### Work request
Your answer must be every line of the data below that holds the string "hillside", copied exactly.

═════ Provided records ═════

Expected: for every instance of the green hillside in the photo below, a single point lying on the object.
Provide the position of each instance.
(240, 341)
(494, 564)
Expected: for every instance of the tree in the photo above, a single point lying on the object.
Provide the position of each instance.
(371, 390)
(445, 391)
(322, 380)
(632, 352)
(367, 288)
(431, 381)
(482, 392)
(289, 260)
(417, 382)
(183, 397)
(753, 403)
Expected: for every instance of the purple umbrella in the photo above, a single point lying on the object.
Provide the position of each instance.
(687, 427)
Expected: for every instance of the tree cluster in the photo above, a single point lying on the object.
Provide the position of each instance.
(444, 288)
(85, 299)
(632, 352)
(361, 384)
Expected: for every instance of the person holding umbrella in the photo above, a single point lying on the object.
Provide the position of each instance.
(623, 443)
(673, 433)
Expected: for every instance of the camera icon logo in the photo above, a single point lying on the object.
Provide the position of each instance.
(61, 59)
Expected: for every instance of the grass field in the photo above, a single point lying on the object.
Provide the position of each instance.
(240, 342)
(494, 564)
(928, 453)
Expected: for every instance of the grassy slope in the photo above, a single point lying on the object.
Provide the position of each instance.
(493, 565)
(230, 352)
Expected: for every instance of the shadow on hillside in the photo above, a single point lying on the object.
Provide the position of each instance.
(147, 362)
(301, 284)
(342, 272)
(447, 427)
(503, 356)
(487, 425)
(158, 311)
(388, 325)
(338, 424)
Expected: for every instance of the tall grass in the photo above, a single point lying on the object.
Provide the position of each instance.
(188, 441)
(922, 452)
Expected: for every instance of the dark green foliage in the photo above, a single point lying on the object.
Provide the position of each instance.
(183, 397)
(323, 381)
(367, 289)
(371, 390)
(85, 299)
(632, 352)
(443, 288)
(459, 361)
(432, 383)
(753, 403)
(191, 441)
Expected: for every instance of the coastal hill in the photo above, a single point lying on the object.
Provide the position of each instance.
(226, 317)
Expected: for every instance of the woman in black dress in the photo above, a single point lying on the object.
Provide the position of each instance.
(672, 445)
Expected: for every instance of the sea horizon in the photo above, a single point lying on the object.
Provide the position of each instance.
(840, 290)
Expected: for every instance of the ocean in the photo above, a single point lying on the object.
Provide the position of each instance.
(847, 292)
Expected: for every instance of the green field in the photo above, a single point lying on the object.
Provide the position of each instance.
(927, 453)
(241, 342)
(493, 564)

═════

### Reply
Expected: for every instance of the green hillside in the photo below, a single point lying on the object.
Expected: for every instance of the shadow on hillside in the photo above, a single point lying on the object.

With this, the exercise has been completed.